Exercise task 1 » In the excerpt on modern leadership, which manifesto are many of the leaders' virtues said to be in sync with?

Excerpted text »
—————
From my experience of working with top and middle managers in the past five years, focusing solely on transforming them and their organisations to thrive in the future of work, five design principles permeate the mindset of those modern leaders:

They are people oriented. Not customers or employees first, but people.

  1. They focus on their purpose and ensure that they make work meaningful for all employees.
  2. They encourage innovation and experimentation.
  3. They are driven by results.
  4. They distribute their leadership powers to those who have the will, skill, ability and desire to lead.
  5. This forms a whole new and modern leadership mindset, one that is the fabric of an organisation that can stay relevant in the modern world. These organisations are agile, adaptable and focused on responding to change rather than following a plan.

You might notice that many of these virtues are in sync with the content of the Agile Manifesto.

This kind of leadership does not solely focus on letting go, on self-management and self-leading teams, and on the near-anarchy that follows when you play with holacracy in the wrong way.

The Responsive Org Manifesto, clearly shows that the modern leader is one who understands the dynamics of the organisational development, and is capable of decoding it and responding accordingly.
—————
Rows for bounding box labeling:
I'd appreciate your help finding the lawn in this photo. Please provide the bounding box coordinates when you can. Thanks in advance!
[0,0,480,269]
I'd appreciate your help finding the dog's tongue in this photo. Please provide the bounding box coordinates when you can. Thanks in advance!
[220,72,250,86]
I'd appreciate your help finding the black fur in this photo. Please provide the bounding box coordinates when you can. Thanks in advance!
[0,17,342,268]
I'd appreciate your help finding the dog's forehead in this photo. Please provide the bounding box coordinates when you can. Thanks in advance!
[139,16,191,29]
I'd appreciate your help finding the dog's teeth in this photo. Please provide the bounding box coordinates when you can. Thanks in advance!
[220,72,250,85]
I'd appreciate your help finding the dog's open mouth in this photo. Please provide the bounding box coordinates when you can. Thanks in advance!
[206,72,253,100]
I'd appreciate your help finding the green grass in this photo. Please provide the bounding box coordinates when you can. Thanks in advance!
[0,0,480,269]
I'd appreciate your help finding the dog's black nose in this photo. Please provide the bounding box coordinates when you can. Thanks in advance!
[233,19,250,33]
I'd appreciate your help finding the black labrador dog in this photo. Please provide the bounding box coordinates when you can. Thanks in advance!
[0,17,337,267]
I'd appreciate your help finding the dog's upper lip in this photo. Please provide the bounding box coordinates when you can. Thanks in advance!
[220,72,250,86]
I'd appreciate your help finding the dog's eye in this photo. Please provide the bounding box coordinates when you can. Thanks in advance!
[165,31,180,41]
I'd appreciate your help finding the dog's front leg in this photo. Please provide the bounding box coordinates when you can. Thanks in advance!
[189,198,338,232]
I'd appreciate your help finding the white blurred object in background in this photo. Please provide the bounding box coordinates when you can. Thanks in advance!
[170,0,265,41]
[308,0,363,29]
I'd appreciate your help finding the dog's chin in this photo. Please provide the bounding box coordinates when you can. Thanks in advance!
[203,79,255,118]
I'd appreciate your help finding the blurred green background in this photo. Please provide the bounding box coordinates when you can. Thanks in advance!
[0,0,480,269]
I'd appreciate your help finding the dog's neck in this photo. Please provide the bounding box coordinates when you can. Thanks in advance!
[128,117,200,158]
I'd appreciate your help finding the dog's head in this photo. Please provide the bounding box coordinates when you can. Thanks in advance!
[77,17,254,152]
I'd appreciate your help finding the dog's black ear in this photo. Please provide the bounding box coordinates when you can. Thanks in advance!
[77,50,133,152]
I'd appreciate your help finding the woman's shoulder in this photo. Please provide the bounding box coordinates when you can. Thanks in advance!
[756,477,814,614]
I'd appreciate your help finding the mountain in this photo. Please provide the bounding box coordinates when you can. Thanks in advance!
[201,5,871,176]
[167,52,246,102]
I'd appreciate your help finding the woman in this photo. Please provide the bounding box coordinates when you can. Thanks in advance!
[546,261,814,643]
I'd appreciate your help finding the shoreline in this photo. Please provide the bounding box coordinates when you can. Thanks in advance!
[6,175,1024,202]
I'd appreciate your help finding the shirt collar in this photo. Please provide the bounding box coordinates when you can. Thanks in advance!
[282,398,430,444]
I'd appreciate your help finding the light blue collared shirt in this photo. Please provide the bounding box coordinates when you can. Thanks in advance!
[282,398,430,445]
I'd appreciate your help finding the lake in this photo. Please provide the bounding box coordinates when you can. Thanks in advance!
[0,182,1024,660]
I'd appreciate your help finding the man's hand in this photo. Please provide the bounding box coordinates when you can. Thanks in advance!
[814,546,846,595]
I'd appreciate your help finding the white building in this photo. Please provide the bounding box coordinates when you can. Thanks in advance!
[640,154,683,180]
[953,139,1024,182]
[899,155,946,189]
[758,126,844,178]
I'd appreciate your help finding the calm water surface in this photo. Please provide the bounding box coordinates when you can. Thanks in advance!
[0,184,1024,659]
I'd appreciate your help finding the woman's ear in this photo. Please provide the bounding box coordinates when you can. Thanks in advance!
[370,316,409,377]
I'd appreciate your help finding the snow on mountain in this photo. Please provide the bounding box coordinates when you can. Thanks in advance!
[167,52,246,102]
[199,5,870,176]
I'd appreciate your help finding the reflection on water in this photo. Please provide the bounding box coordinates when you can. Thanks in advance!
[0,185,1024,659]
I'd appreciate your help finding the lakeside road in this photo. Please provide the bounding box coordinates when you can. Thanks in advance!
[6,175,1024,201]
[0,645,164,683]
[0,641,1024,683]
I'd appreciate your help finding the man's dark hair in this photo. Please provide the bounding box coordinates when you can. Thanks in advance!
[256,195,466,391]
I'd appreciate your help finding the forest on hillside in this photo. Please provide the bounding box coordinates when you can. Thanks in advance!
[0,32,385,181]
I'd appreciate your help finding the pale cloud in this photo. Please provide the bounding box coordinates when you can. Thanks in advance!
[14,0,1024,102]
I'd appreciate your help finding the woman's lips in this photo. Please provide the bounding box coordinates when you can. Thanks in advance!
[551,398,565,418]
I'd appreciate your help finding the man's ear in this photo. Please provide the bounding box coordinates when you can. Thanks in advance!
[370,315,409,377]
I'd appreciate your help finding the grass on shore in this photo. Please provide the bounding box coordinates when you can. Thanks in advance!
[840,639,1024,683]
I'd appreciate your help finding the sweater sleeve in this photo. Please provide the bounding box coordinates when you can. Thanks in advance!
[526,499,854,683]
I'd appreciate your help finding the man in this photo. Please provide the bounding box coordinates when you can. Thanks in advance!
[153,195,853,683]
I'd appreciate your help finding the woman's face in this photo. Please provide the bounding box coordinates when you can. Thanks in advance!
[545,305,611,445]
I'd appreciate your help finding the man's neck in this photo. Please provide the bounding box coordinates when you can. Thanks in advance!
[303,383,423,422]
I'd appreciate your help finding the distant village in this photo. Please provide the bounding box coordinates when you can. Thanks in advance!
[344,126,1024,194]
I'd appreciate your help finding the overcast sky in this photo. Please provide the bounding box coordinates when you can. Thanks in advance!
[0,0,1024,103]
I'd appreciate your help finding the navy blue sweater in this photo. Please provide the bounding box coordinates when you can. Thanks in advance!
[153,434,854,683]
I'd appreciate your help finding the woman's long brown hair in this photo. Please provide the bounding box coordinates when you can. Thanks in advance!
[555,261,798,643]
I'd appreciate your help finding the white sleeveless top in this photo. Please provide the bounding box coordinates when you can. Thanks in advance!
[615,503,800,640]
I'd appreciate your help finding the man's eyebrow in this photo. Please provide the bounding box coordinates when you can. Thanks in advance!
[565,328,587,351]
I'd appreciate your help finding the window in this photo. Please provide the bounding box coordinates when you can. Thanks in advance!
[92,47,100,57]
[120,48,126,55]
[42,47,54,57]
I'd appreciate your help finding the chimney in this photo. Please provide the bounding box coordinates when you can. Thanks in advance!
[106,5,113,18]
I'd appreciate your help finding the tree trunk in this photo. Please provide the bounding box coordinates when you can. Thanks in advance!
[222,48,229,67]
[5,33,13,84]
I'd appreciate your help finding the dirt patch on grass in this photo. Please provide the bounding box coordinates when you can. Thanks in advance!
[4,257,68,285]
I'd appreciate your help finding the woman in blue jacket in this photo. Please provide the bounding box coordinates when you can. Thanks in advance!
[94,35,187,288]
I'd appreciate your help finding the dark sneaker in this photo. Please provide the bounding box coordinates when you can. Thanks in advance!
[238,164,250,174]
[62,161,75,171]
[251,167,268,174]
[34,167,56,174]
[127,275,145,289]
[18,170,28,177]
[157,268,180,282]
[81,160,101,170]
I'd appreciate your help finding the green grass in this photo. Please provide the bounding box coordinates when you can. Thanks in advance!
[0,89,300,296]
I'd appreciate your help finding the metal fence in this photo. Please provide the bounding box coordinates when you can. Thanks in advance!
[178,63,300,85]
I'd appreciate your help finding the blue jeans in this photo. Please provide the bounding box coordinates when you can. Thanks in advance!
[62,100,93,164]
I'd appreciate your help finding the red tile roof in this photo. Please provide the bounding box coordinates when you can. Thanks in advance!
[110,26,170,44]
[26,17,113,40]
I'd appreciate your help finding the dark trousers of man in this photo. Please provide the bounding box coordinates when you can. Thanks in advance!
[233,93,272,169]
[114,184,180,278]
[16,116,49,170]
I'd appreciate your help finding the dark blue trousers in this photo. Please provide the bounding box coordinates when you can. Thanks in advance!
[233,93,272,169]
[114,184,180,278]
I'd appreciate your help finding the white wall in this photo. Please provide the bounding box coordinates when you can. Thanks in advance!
—————
Exercise task 2 » Rename "dog's" to "puppy's" in the stretch of rows from the first one through the line containing "[139,16,191,29]", and output only those lines with nothing else altered.

Task output 1 » The Agile Manifesto.

Task output 2 »
I'd appreciate your help finding the lawn in this photo. Please provide the bounding box coordinates when you can. Thanks in advance!
[0,0,480,269]
I'd appreciate your help finding the puppy's tongue in this photo. Please provide the bounding box coordinates when you can. Thanks in advance!
[220,72,250,86]
I'd appreciate your help finding the black fur in this photo. Please provide the bounding box coordinates when you can. Thanks in advance!
[0,17,342,268]
I'd appreciate your help finding the puppy's forehead in this photo. Please provide the bounding box coordinates when you can. Thanks in advance!
[139,16,191,29]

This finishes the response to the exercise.